▸ CONSIGNES DES TÂCHES:
A. Répondez à ces questions sur l'article consacré au programme Objectif Canada numérique :
(i) À quelle date l'agence fédérale a-t-elle annoncé le lancement du partenariat ?
(ii) Dans quelle ville se trouve le siège social de Shopify ?
(iii) Selon l'article du Globe and Mail, combien de jours durent les périodes d'essai des boutiques en ligne ?
B. Prolongez l'article sur le programme Objectif Canada numérique en reprenant juste après sa dernière phrase.

▸ TEXTE SOURCE:
Le programme Objectif Canada
numérique
Le gouvernement fédéral favorise de puissants intérêts privés
- K.C. Adams -
Le 11 juillet, l'Agence de
développement économique du Canada pour le sud de
l'Ontario a annoncé le lancement d’un partenariat
appelé Objectif Canada numérique dont le but
serait d’«aider près de 23 000
entreprises ontariennes à passer au
numérique». Les partenaires cités
comprennent des maires et des représentants
d’associations commerciales et de chambres de commerce de
l’Ontario, un administrateur de Google et un autre de
Shopify. Dans le cadre de ce programme, l'agence
fédérale et le gouvernement de Doug Ford ont
formé un partenariat de de 58 millions de dollars avec
Shopify «Initiative pour le numérique et les rues
principales».
Le programme du gouvernement fédéral Go Digital
Canada livre les détaillants à
l’emprise de Shopify avec la promesse
s’étendre leur auditoire avec des sites Web
commerciaux. Beaucoup de ces entreprises devront payer un loyer de
commerce électronique à la fin de leur
période d'essai de trois mois. Le programme cimente le lien
existant entre Shopify et le gouvernement
fédéral. Shopify a aussi obtenu un contrat
d'Ottawa pour développer une application de
traçage de contacts en Ontario. Shopify est un
géant multinational du commerce électronique,
dont le siège social est à Ottawa. En 2019, ses
revenus s'élevaient à 1,58 milliard de dollars et
plus d'un million d'entreprises utilisaient sa plateforme dans 175 pays.
« Ottawa consolide ses liens avec
Shopify avec un nouveau programme d'aide aux petits
détaillants » était le titre
d'un récent article du Globe and Mail.
L'auteur écrit : « Le gouvernement
fédéral a établi un partenariat avec
Shopify Inc. pour aider les petits détaillants canadiens
à ouvrir des boutiques en ligne durant des
périodes d'essai de 90 jours. Les
libéraux au gouvernement approfondissent leurs liens avec la
compagnie cotée en bourse la plus profitable du
Canada. »
Par ces partenariats public-privé, les
gouvernements favorisent des intérêts
privés particuliers. La prétention de servir le
bien commun et le bien-être de tous les Canadiens s'est
envolée. La gouvernance par le système de partis
cartellisés en est venue à signifier en pratique
représentation et promotion dans le gouvernement des
intérêts privés les plus puissants et
de leurs riches propriétaires.

▸ LIGNES DE DONNÉES:
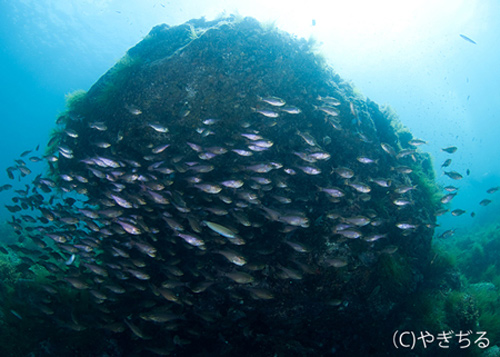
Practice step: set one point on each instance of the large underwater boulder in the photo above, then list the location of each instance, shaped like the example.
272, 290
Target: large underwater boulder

▸ RÉSULTATS OBTENUS:
A.
(i) Le 11 juillet.
(ii) À Ottawa.
(iii) 90 jours.

B.
Pour expliquer
son partenariat avec Shopify, le gouvernement dit que la plateforme de
commerce électronique de la compagnie existe
déjà, que les détaillants peuvent
l'acheter et de s'en servir et qu'une infrastructure publique
à coût minime n'est pas possible. Il faut dire Non ! à
ce partenariat et exiger la création de plateformes
publiques de commerce électronique qui seront mises
à la disposition de tous en tant que bien commun et
ressource publique. Cette alternative est absente du discours officiel
parce que cette discussion est bannie et n'a jamais lieu. La seule
chose qui ait un sens pour les élites dirigeantes est que
les riches deviennent encore plus riches afin de pouvoir consolider
leur contrôle et leur pouvoir sur l'économie et
les affaires politiques. Tout privatiser, y compris les plateformes de
commerce électronique et l'embauche des jeunes pour les
emplois d'été, est la devise des gouvernements
des riches. Le seul différend entre les partis
cartellisés et les autres représentants des
riches porte sur quels intérêts privés
seront favorisés.
Selon le Globe and Mail :
« En coulisse, le PDG de Shopify, Tobi Lutke, offre sur une
base régulière des conseils aux membres du
gouvernement sur les questions numériques, y compris la
technologie de traçage de contacts. » En
fait, la relation ne se limite pas à « offrir des
conseils ». La directrice
générale de Shopify, Sylvia Ng, a
été nommée à la direction
du programme Objectif Canada numérique du gouvernement
fédéral. Ng fait valoir dans l'article du Globe
and Mail que Shopify et le gouvernement
fédéral « ont un
intérêt commun et partagent un engagement
à soutenir la numérisation des petites
entreprises par Shopify ». Un «
intérêt commun », c'est peu
dire, puisque Shopify a atteint des sommets en devenant du jour au
lendemain une entreprise mondiale valant plusieurs milliards de dollars
et ses propriétaires font maintenant partie des oligarques
les plus riches au Canada.
Toujours selon le Globe and Mail :
« Le registre des lobbyistes indique que Shopify se livre
à des activités de lobbyisme auprès du
gouvernement fédéral à 27
reprises depuis 2017, 22 de ces démarches
ayant eu lieu dans les six derniers mois » et des
ministres fédéraux rencontrent
régulièrement les dirigeants de la compagnie.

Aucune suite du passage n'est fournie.